DATA SUPPLIED:
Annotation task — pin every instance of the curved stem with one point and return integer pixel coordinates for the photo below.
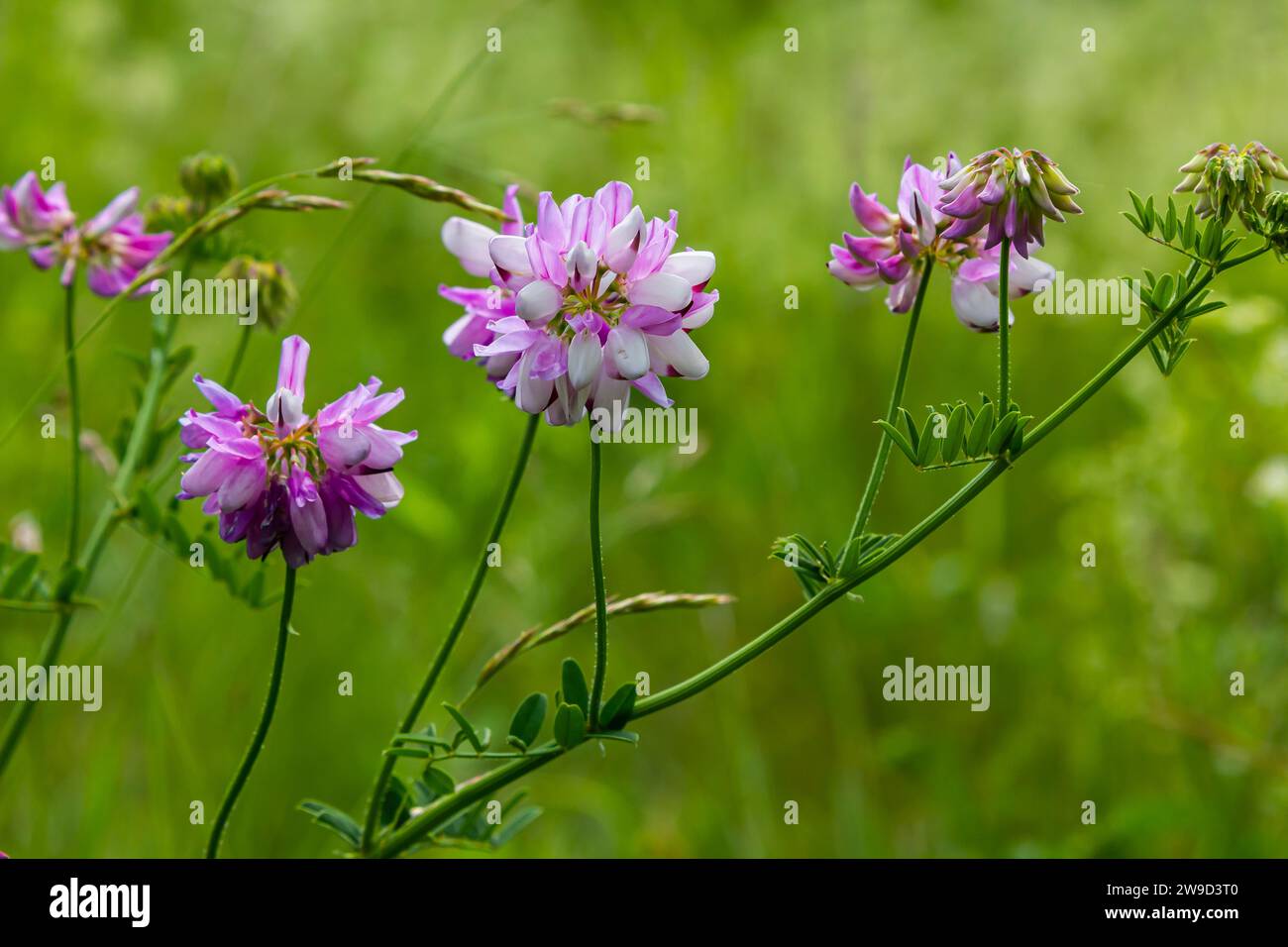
(879, 464)
(73, 399)
(1004, 331)
(596, 564)
(445, 650)
(1099, 380)
(266, 720)
(764, 642)
(445, 809)
(107, 518)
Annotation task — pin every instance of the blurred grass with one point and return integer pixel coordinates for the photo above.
(1108, 684)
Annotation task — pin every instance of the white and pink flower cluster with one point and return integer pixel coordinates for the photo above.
(279, 478)
(585, 304)
(112, 244)
(921, 228)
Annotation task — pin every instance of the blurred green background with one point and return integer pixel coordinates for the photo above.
(1108, 684)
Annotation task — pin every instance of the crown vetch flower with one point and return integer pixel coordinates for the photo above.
(1232, 180)
(919, 230)
(282, 478)
(585, 304)
(1010, 191)
(112, 245)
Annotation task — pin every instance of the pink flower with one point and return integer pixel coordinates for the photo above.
(898, 241)
(585, 304)
(281, 478)
(112, 245)
(1009, 191)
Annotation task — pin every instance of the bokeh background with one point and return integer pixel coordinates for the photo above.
(1108, 684)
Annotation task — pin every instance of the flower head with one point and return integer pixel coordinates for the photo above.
(1232, 180)
(112, 245)
(918, 231)
(585, 304)
(282, 478)
(1010, 191)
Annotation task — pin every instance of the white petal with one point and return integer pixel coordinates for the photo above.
(532, 394)
(975, 307)
(623, 241)
(581, 265)
(510, 253)
(1026, 273)
(537, 302)
(665, 290)
(629, 351)
(585, 356)
(692, 265)
(382, 486)
(467, 241)
(682, 354)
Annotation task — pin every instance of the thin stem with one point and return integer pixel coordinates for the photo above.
(759, 646)
(445, 650)
(239, 355)
(596, 565)
(151, 270)
(445, 809)
(1004, 331)
(266, 719)
(73, 398)
(879, 464)
(1102, 377)
(108, 515)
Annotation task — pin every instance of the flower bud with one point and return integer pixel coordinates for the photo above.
(623, 241)
(275, 294)
(166, 213)
(1232, 180)
(585, 357)
(207, 178)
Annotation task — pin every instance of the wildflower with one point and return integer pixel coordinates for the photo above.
(274, 289)
(1232, 180)
(1010, 191)
(282, 478)
(112, 245)
(587, 303)
(900, 241)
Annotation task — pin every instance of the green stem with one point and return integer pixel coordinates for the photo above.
(151, 270)
(879, 464)
(1004, 331)
(266, 719)
(110, 514)
(445, 809)
(733, 661)
(596, 565)
(230, 377)
(73, 399)
(1099, 380)
(445, 650)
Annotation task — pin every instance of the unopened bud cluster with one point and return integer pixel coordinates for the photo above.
(1231, 180)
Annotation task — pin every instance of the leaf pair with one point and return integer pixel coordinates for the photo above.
(957, 434)
(1209, 244)
(1162, 292)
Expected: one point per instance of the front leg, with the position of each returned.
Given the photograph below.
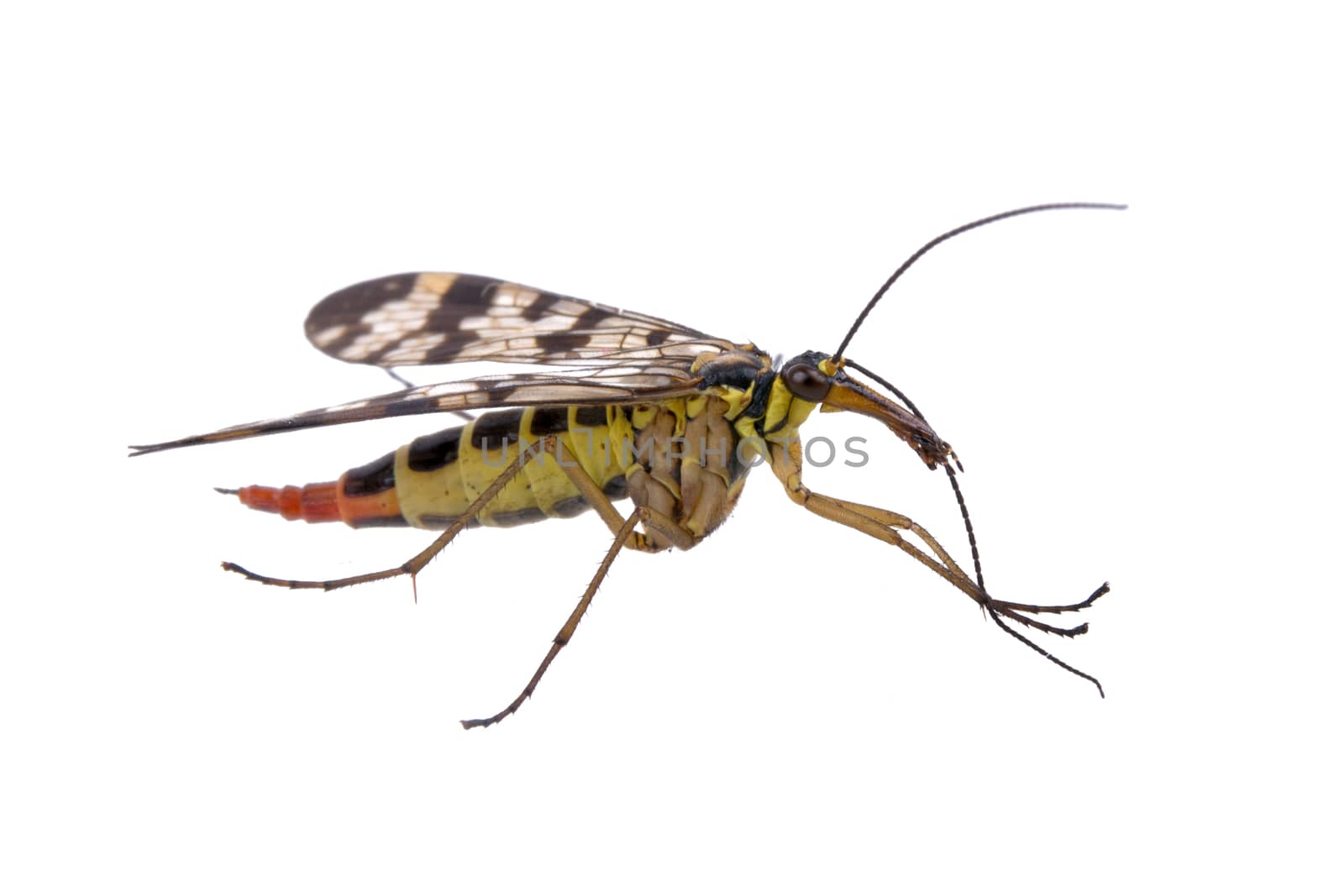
(886, 526)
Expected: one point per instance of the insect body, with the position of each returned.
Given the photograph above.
(652, 411)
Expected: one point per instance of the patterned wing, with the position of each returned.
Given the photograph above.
(444, 318)
(643, 382)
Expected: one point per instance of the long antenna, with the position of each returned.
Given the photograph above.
(956, 231)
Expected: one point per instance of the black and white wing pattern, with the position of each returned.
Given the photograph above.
(444, 318)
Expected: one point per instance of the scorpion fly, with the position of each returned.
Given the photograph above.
(638, 407)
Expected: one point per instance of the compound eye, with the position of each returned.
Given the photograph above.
(806, 382)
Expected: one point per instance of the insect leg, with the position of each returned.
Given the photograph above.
(418, 562)
(651, 519)
(598, 501)
(886, 526)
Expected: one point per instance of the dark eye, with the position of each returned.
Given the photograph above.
(806, 382)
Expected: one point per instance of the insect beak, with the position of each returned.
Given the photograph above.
(848, 394)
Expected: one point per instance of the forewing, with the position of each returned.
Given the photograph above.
(444, 318)
(647, 382)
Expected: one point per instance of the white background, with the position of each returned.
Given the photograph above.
(1140, 396)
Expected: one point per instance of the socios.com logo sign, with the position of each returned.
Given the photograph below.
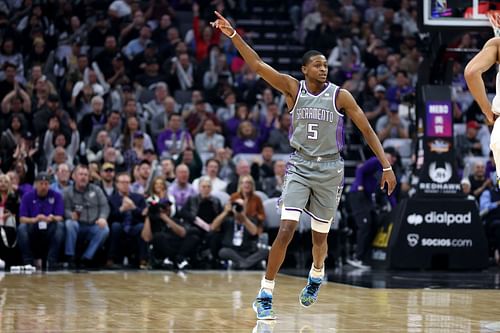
(415, 219)
(412, 239)
(434, 217)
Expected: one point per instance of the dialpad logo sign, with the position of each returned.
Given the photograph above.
(440, 175)
(434, 217)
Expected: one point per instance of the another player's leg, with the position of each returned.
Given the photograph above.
(309, 295)
(263, 302)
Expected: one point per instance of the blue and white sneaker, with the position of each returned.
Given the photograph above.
(309, 295)
(263, 306)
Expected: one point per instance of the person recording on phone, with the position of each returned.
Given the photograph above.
(240, 224)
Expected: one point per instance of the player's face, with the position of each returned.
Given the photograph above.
(316, 69)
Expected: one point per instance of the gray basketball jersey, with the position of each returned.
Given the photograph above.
(317, 126)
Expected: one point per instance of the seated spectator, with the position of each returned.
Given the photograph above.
(107, 183)
(242, 169)
(10, 139)
(86, 212)
(40, 215)
(62, 178)
(141, 184)
(191, 158)
(181, 189)
(391, 125)
(55, 139)
(96, 117)
(127, 222)
(240, 223)
(208, 141)
(167, 170)
(212, 167)
(231, 126)
(165, 233)
(9, 206)
(227, 168)
(253, 204)
(263, 167)
(247, 140)
(111, 127)
(160, 121)
(173, 139)
(17, 101)
(278, 137)
(195, 120)
(273, 185)
(159, 191)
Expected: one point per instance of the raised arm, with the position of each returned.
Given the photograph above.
(486, 58)
(282, 82)
(347, 103)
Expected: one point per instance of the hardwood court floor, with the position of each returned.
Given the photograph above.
(220, 301)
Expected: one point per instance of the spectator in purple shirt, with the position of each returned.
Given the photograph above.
(41, 215)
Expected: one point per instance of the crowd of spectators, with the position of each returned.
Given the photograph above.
(122, 122)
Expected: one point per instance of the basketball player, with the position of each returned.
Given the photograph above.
(315, 172)
(487, 57)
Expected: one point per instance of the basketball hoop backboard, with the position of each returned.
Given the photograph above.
(455, 14)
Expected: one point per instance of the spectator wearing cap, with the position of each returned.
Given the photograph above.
(95, 118)
(137, 45)
(86, 211)
(142, 178)
(17, 101)
(9, 54)
(62, 179)
(127, 222)
(41, 214)
(105, 58)
(468, 144)
(107, 182)
(181, 188)
(151, 74)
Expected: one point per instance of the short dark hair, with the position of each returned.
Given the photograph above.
(308, 55)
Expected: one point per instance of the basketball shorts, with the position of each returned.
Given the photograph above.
(313, 187)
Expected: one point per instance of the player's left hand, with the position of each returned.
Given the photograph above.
(389, 178)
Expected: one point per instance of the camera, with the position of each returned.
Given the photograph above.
(238, 208)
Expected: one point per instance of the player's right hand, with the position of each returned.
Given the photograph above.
(222, 24)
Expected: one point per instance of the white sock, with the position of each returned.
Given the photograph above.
(267, 285)
(317, 272)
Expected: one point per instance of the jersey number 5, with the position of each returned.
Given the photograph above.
(312, 131)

ASSIGNED TASK: Word for word, return the material, omitting the pictures.

TASK OUTPUT:
Annotation task — pin every instance of the curved stem with one point and return integer pixel coordinates for the photo below.
(879, 464)
(73, 399)
(1004, 331)
(596, 564)
(445, 650)
(1099, 380)
(266, 720)
(764, 642)
(445, 809)
(107, 518)
Annotation task — pin every instance of the blurred grass with one point and return integer pixel coordinates for the photo above.
(1108, 684)
Annotation task — pin every instance of the white and pink flower cluster with one point and return integer pixel coordinates for the photo above.
(279, 478)
(585, 304)
(112, 244)
(921, 228)
Annotation task — pin every instance of the blurred green background with one point and return integer pixel coordinates for the photo above.
(1108, 684)
Annotation task — pin every instance of the crown vetch flower with one point and return integer pixel coordinates for the photo above.
(1232, 180)
(919, 230)
(282, 478)
(585, 304)
(1010, 191)
(112, 245)
Annotation task — pin every instance of the pink flower with one point and return integer pixel coordinates for the photo above.
(898, 241)
(585, 304)
(281, 478)
(112, 245)
(1009, 191)
Annotation task — pin every instance of the bokeh background with one point and return integer pixel coordinates for the photo above.
(1108, 684)
Annotation task — pin every instance of the flower head with one point and return integer pixel coordinates for the photo above.
(1232, 180)
(112, 245)
(918, 231)
(585, 304)
(282, 478)
(1010, 191)
Annotation task — pin every instance of the white petal with one point and return integer pixel coordinates for the photo above.
(532, 394)
(975, 307)
(623, 241)
(581, 265)
(510, 253)
(1026, 273)
(537, 302)
(665, 290)
(629, 351)
(585, 356)
(692, 265)
(382, 486)
(467, 241)
(682, 354)
Annotation task — pin every instance of the thin stem with one point and return integer pixel coordinates for the photo above.
(759, 646)
(445, 650)
(239, 355)
(596, 565)
(151, 270)
(445, 809)
(1004, 331)
(266, 719)
(73, 398)
(879, 464)
(1102, 377)
(108, 515)
Annotation task — pin every instance of the flower bud with one point and return integer pixel coordinates for the photo above.
(623, 241)
(275, 294)
(166, 213)
(1232, 180)
(585, 357)
(207, 178)
Annotation task — pin every instance of the wildflower with one point and return integer pixel coordinates for the photo above.
(274, 289)
(1232, 180)
(1010, 191)
(282, 478)
(112, 245)
(587, 303)
(900, 241)
Annotation task — pin every instance of the green stem with one point and return integer pixel coordinates for the photo above.
(151, 270)
(879, 464)
(1004, 331)
(266, 719)
(110, 514)
(445, 809)
(733, 661)
(596, 565)
(230, 377)
(73, 399)
(1099, 380)
(445, 650)
Annotation task — pin every instance of the unopened bud cluster with one point and return integer pixel coordinates for the photo above.
(1231, 180)
Annotation task — pin every instance of the leaf pair with one point and return integer pixel coordinates for the photo above.
(957, 434)
(1209, 244)
(1162, 292)
Expected: one point per instance of the front leg, with the position of each returned.
Given the photograph below.
(886, 526)
Expected: one point per instance of the insect body, with the position of each returned.
Given the photograph above.
(652, 411)
Expected: one point per instance of the patterned wing, with the position of each returned.
Given the photograph above.
(444, 318)
(643, 382)
Expected: one point per instance of the long antenna, with the position of each returned.
Given the photograph above.
(956, 231)
Expected: one point per instance of the black and white wing pattern, with the position of each returned.
Given the photograph above.
(444, 318)
Expected: one point per instance of the scorpion fly, with the position of each returned.
Given the photograph above.
(638, 407)
Expected: one point per instance of the compound eye, with the position of each returned.
Given the photograph above.
(806, 382)
Expected: one point per instance of the insect leg, with the position of each returned.
Given the photograph above.
(418, 562)
(651, 519)
(598, 501)
(886, 526)
Expected: one point per instance of the dark eye, with the position of each returned.
Given the photograph above.
(806, 382)
Expected: one point per instance of the insect beak, with the position of each returned.
Given the photograph above.
(848, 394)
Expected: one point per instance of the forewing, with the position of each returned.
Given the photograph above.
(444, 318)
(647, 382)
Expected: one point per instance of the white background, with the position of each returned.
Given the photograph above.
(1140, 396)
Expected: one point per instance of the socios.com logo sign, with the position of each returned.
Given the photograph below.
(415, 219)
(412, 239)
(434, 217)
Expected: one point per instance of the dialpad logo sign, with the position of each returned.
Given the photograph above.
(440, 175)
(434, 217)
Expected: one point per instance of the another player's leg, with the position of each returned.
Given the photograph above.
(309, 295)
(263, 302)
Expected: one point per instance of the blue and white sneaker, with the position of each returned.
Given the photograph above.
(309, 295)
(263, 306)
Expected: one point per instance of the person recording on phone, with the position of each returned.
Given the photograph above.
(240, 224)
Expected: one point per instance of the player's face, with the position of each returned.
Given the photograph above.
(316, 69)
Expected: one point per instance of the gray basketball jersey, with the position of each returned.
Given the photograph above.
(317, 126)
Expected: one point per instance of the seated spectator, with the position of each returned.
Given the photograph above.
(107, 183)
(242, 169)
(10, 139)
(86, 212)
(40, 215)
(62, 178)
(141, 184)
(191, 158)
(181, 189)
(391, 125)
(55, 139)
(96, 117)
(127, 222)
(240, 223)
(208, 141)
(167, 170)
(212, 167)
(231, 126)
(165, 233)
(9, 206)
(227, 168)
(253, 204)
(263, 167)
(247, 140)
(111, 127)
(160, 121)
(173, 139)
(17, 101)
(278, 137)
(195, 120)
(273, 185)
(159, 191)
Expected: one point per instance of the raised arm, with the position of each returned.
Given the photograph above.
(486, 58)
(282, 82)
(347, 103)
Expected: one point per instance of the hardwood court floor, with the position of each returned.
Given the photograph above.
(220, 301)
Expected: one point per instance of the spectator in purple shirt, with the position of each returned.
Given the photograph above.
(41, 215)
Expected: one point per instance of the crowd of spectators, with the position of each returned.
Given the photograph above.
(122, 122)
Expected: one point per instance of the basketball player, with the position of each returned.
Given the photograph above.
(315, 172)
(487, 57)
Expected: one point per instance of the basketball hoop backboard, with the position of each returned.
Given the photograph above.
(455, 14)
Expected: one point per instance of the spectator wearing cap, with the position of each returned.
Given the photograph above.
(95, 118)
(137, 45)
(86, 211)
(142, 178)
(17, 101)
(9, 54)
(62, 179)
(127, 222)
(41, 214)
(105, 58)
(468, 144)
(107, 182)
(181, 188)
(151, 74)
Expected: one point per instance of the short dark hair, with the position of each returned.
Given the photograph above.
(308, 55)
Expected: one point per instance of the basketball shorts, with the position of each returned.
Given the photograph above.
(313, 187)
Expected: one point per instance of the player's left hand, with the position of each returned.
Given the photograph above.
(389, 178)
Expected: one point per instance of the camera, with the position of each returned.
Given the photograph above.
(238, 208)
Expected: one point per instance of the player's right hand, with the position of each returned.
Given the photograph above.
(222, 24)
Expected: one point per instance of the white sock, with the position of each returned.
Given the photograph above.
(267, 285)
(317, 272)
Expected: one point per instance of the jersey number 5, with the position of each returned.
Given the photograph above.
(312, 131)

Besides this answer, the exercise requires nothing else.